Records excerpted from a collection:
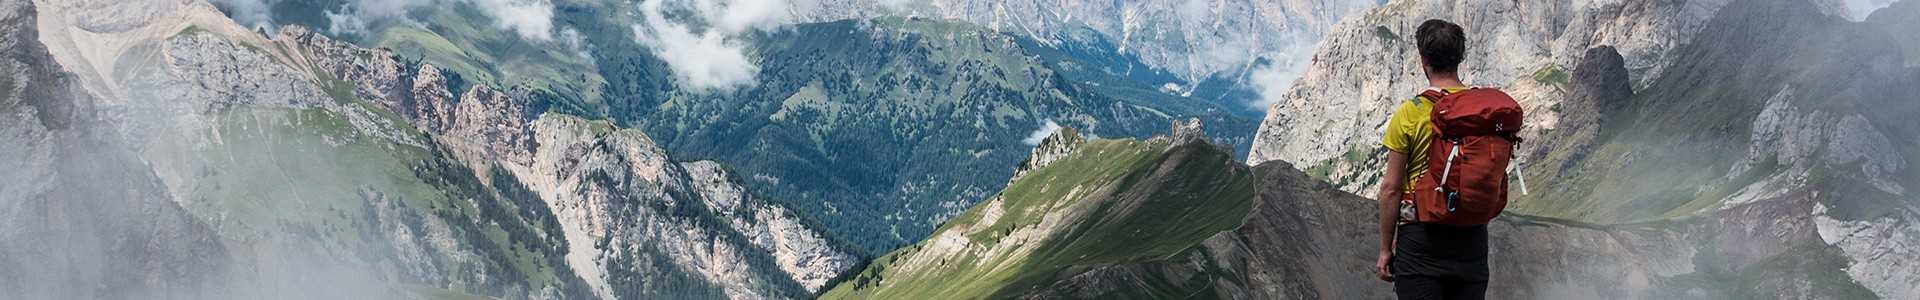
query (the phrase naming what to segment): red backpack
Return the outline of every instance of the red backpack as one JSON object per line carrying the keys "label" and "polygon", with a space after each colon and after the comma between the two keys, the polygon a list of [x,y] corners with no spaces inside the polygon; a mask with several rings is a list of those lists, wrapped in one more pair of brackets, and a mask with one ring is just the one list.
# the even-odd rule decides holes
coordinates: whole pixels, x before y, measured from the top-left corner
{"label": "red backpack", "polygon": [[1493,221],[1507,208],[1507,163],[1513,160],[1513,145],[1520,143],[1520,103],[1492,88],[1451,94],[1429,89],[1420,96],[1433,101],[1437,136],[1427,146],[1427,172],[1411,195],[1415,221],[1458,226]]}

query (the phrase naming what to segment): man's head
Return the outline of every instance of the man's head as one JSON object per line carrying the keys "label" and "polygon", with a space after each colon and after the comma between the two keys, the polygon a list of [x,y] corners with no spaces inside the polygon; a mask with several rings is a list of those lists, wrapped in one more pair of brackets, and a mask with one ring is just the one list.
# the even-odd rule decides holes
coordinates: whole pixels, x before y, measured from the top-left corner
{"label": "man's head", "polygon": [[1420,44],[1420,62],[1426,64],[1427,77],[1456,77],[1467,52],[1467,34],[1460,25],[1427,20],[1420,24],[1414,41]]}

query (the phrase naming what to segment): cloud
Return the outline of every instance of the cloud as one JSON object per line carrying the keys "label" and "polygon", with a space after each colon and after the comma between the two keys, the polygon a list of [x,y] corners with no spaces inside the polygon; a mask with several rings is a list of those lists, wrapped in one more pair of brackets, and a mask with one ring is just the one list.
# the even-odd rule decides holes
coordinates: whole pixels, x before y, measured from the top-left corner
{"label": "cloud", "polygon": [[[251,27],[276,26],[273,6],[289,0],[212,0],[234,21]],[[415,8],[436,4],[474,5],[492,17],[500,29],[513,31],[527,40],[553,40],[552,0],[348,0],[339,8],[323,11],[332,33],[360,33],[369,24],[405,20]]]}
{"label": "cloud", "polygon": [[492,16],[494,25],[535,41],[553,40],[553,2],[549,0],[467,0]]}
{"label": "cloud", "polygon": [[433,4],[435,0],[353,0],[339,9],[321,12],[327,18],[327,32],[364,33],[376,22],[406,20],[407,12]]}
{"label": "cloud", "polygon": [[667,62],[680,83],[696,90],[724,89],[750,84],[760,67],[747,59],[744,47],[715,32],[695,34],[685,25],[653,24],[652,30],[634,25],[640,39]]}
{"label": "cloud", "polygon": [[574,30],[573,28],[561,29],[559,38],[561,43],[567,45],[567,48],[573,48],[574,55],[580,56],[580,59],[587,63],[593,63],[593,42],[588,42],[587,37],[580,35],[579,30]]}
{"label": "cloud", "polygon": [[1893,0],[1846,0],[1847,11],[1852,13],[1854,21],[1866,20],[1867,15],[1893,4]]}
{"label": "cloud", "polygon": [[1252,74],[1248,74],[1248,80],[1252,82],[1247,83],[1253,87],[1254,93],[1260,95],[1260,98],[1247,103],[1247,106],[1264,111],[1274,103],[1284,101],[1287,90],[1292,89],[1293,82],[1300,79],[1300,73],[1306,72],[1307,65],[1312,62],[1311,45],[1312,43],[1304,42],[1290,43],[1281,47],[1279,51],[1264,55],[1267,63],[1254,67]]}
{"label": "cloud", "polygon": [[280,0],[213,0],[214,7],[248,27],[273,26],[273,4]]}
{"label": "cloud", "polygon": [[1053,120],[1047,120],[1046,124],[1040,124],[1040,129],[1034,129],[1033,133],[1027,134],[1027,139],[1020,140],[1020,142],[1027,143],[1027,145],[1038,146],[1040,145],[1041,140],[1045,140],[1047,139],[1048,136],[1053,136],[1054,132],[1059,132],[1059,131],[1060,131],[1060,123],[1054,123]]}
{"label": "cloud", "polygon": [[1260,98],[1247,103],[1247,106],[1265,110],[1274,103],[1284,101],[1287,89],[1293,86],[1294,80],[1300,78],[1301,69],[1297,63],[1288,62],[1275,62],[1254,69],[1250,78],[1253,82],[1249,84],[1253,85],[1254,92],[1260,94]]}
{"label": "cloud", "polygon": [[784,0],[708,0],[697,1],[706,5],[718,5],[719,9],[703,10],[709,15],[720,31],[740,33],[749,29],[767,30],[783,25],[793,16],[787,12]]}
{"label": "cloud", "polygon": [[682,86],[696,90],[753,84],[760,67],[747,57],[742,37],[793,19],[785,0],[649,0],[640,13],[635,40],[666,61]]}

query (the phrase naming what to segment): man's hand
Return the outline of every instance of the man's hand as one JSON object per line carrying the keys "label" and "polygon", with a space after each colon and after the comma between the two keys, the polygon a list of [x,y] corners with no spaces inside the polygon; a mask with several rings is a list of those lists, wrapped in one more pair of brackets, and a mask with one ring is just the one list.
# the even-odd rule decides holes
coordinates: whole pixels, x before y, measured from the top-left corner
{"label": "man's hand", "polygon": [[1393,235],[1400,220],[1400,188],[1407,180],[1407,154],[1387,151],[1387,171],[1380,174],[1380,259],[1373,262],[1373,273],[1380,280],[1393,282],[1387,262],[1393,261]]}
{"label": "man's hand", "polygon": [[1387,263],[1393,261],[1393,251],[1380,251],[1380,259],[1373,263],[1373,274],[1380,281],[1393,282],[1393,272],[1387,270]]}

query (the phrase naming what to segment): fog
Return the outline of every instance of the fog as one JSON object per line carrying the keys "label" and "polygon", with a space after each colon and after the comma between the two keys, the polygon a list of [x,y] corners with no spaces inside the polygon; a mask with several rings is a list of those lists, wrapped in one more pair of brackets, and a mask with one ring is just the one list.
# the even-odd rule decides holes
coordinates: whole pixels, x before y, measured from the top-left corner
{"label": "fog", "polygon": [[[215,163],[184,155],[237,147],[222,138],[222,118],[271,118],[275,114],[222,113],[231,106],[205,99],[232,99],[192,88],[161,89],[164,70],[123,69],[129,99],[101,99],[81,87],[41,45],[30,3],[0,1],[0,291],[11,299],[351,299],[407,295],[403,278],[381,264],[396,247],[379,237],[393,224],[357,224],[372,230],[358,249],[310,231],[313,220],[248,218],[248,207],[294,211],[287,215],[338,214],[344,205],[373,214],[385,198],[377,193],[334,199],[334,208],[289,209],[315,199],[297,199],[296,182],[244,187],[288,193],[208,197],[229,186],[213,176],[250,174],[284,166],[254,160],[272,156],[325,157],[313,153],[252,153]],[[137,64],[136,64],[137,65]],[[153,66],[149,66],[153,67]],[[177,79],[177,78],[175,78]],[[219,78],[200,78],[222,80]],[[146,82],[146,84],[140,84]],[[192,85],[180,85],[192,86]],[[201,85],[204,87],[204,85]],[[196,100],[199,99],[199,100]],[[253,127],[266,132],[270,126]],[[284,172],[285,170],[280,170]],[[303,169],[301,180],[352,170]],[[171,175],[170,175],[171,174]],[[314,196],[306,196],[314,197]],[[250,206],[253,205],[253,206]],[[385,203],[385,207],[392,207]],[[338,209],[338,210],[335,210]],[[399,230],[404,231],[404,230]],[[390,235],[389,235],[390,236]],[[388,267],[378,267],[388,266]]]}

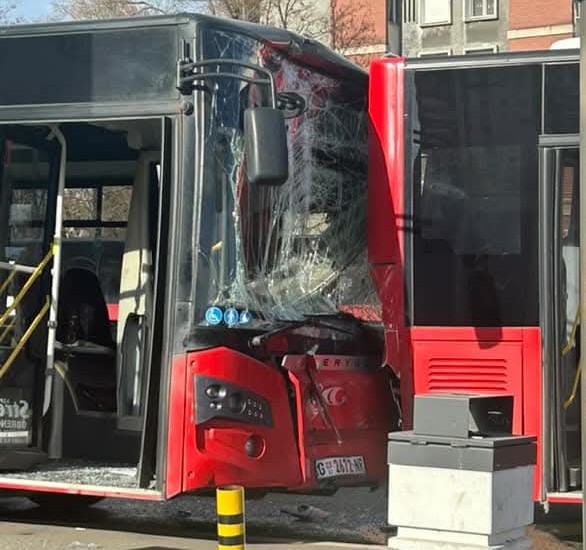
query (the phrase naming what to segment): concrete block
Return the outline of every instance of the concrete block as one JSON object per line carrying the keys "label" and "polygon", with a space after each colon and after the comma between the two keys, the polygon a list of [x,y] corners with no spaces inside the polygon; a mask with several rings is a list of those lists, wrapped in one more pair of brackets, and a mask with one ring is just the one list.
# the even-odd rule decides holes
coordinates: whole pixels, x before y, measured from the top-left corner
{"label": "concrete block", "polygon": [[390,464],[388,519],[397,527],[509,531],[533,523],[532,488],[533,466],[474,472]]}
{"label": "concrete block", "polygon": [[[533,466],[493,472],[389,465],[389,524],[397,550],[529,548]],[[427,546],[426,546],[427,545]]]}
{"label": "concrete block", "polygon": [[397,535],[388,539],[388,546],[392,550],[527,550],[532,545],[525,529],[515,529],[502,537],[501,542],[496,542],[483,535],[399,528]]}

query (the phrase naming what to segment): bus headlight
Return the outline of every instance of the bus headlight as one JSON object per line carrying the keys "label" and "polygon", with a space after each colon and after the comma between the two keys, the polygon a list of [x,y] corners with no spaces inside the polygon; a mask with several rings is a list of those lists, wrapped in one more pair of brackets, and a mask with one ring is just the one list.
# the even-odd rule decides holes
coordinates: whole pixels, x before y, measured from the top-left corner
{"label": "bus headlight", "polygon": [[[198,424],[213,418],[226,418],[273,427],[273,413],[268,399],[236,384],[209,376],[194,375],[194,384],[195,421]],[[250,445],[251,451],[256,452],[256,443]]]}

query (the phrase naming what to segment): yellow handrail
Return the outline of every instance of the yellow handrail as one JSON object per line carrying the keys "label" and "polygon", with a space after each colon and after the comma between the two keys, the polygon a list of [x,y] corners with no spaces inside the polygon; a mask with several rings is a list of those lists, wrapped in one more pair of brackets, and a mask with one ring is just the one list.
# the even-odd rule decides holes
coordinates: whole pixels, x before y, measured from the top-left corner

**Exercise brief:** Give the count of lines in the records above that hold the string "what", and only that count.

**Result below:** 8